> [DATA EXTRACT]:
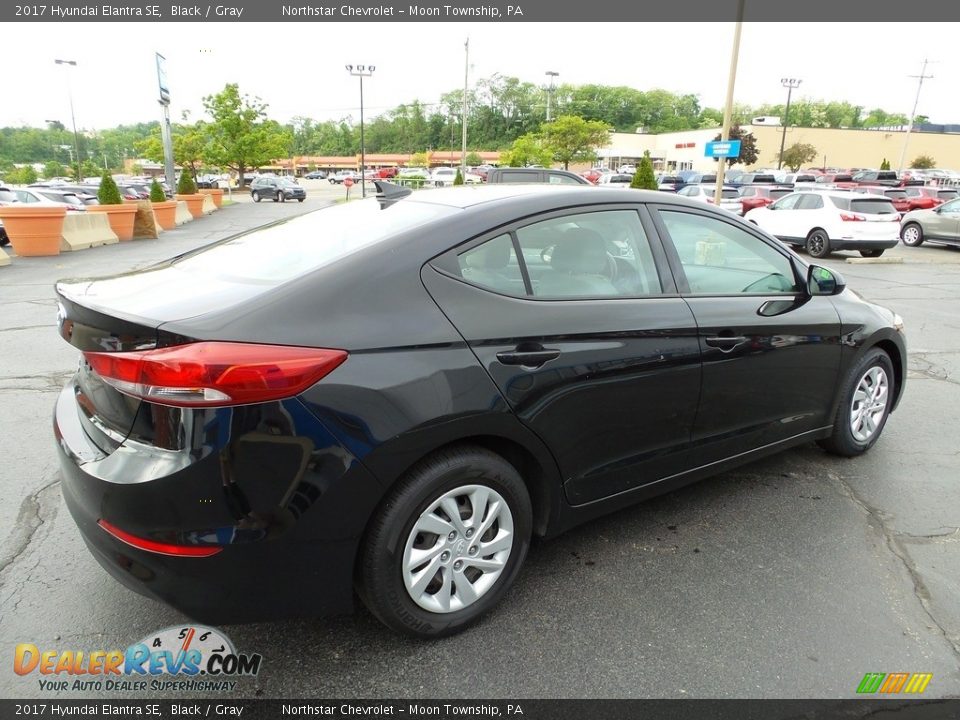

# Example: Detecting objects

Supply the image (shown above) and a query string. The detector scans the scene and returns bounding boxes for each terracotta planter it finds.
[86,204,139,242]
[176,194,206,219]
[199,188,225,208]
[0,205,67,256]
[151,200,178,230]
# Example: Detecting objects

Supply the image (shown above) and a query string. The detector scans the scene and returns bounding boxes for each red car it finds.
[858,186,912,214]
[902,185,959,211]
[377,167,399,179]
[738,185,793,215]
[580,168,606,184]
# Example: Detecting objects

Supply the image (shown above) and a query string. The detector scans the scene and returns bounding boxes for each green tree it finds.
[453,168,464,186]
[911,155,936,169]
[541,115,611,169]
[43,161,64,179]
[781,143,818,172]
[631,151,658,190]
[97,171,123,205]
[465,151,483,166]
[880,158,891,170]
[201,84,292,186]
[409,152,429,167]
[177,168,197,195]
[713,126,758,167]
[500,133,553,168]
[149,178,166,202]
[7,166,38,184]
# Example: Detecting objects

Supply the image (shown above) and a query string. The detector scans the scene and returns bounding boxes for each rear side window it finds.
[720,189,739,199]
[885,190,907,199]
[497,171,538,183]
[797,194,824,209]
[456,234,524,295]
[770,189,791,199]
[939,190,958,199]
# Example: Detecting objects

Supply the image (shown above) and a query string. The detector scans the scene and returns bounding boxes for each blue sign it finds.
[704,140,742,158]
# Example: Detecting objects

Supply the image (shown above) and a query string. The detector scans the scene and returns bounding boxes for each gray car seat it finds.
[536,229,619,297]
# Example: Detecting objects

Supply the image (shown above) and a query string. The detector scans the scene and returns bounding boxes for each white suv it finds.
[744,190,900,258]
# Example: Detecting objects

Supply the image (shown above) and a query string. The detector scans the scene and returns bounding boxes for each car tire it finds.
[277,192,285,203]
[358,445,532,638]
[818,347,895,458]
[860,249,884,258]
[805,228,831,258]
[297,198,304,203]
[901,223,924,247]
[252,191,260,202]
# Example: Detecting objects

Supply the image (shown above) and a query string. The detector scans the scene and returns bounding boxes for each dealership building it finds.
[595,124,960,173]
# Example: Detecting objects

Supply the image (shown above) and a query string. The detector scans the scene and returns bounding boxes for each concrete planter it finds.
[0,205,67,256]
[86,204,139,242]
[176,193,206,219]
[151,200,178,230]
[199,188,225,208]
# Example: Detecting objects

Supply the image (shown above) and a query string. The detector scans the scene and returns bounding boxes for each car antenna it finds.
[373,180,412,207]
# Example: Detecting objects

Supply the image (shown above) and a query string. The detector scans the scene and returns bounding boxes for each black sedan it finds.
[54,184,906,637]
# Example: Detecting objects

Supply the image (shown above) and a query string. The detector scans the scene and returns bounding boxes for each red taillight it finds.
[83,342,347,408]
[840,212,866,222]
[98,519,222,557]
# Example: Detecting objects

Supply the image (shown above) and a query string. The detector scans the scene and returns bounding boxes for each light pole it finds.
[777,77,802,170]
[54,59,82,181]
[346,64,375,198]
[545,71,559,121]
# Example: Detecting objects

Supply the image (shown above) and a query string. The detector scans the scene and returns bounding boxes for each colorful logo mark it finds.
[857,672,932,694]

> [WORK REQUEST]:
Set every record down verbatim. No pictures belong in the copy.

> [SOLUTION TO THIS PROBLEM]:
# Example: Detecting objects

Supply the image (shown above) and a query string. The detector scans the scene and returns bounding boxes for each terracotta planter it finds.
[86,204,139,242]
[176,194,206,219]
[199,188,225,208]
[0,205,67,256]
[151,200,178,230]
# Example: Detecting objects

Supply the image (shown above) and a query string. The detector scans the scene and returns bounding boxes for each red car it finds.
[858,186,912,214]
[902,185,959,211]
[377,167,399,179]
[738,185,793,215]
[580,168,606,184]
# Example: Detecting objects

Supply the image (shown above) and a query string. The detector scans the scene and returns bounding boxes for each green tree it finds.
[453,168,464,186]
[911,155,936,169]
[541,115,611,169]
[43,161,64,179]
[781,143,818,172]
[631,151,658,190]
[97,171,123,205]
[465,151,483,166]
[880,158,891,170]
[201,84,292,186]
[409,152,429,167]
[177,168,197,195]
[713,126,758,167]
[500,133,553,168]
[149,178,166,202]
[7,166,38,184]
# Example: Detecting objects

Supply the image (shown above) and a query string. The detector scans the scene and returns bounding boxes for each rear side window it finds.
[720,189,739,199]
[885,190,907,199]
[497,171,538,183]
[797,194,824,209]
[456,234,524,295]
[770,189,791,199]
[939,190,958,199]
# Example: Detecting objects

Supply the image (shown above) and a query string. The detector scans the scene and returns bounding boxes for each blue sign it finds.
[704,140,742,158]
# Example: Detecting objects

Supply the image (shown above) and a query string. The detector scans the scene and returns bounding boxes for each gray car seat it finds.
[536,229,619,297]
# Example: Detecting objects

Supply the image (shown above) and a query string. The detector scans the scene and returns bounding boxes for each white suv it finds.
[744,190,900,258]
# Example: Detecting objects

Supply the image (shown above) and a query string. The detector scans the scene and returns bounding boxes for each car tire it finds.
[277,192,285,203]
[358,445,532,638]
[818,347,895,458]
[860,249,884,258]
[805,228,831,258]
[297,198,304,203]
[901,223,924,247]
[252,191,260,202]
# Example: Detecting objects

Supply the image (shown above) and a query string. The detector scans the scene and returns bounding boxes for each dealership building it finds.
[595,124,960,173]
# Example: Detecting objects

Supply the image (shown above) and a query string. The detector scans the scene and returns bounding boxes for each concrete planter it finds.
[0,205,67,256]
[86,204,139,242]
[176,193,206,219]
[151,200,178,230]
[199,188,225,208]
# Example: Detecting objects

Supply the image (shown above) and a query string. The detector scans the scene and returns bounding boxes for each car antenna it finds.
[373,180,412,207]
# Example: Detecting objects

Supply the image (shown above) and a query string. The detector scans the scene and returns bounding boxes for each black sedan it finds.
[54,184,906,637]
# Example: Detecting objects

Supply the image (shown above) and a query string. The detector scans the scene and returns bounding boxes for each red taillight it finds.
[83,342,347,408]
[840,212,866,222]
[98,519,222,557]
# Example: Detecting objects

Supply the image (shown above) and a query string. The detector scans the scene and returns bounding boxes for each light pole it finds.
[777,77,802,170]
[54,59,82,181]
[346,64,375,198]
[545,71,559,121]
# Example: Detecting objects

Supply the image (shown above) and a query string. The detector scans the scene and returns bounding boxes for each colorful logo mark it finds.
[857,672,932,694]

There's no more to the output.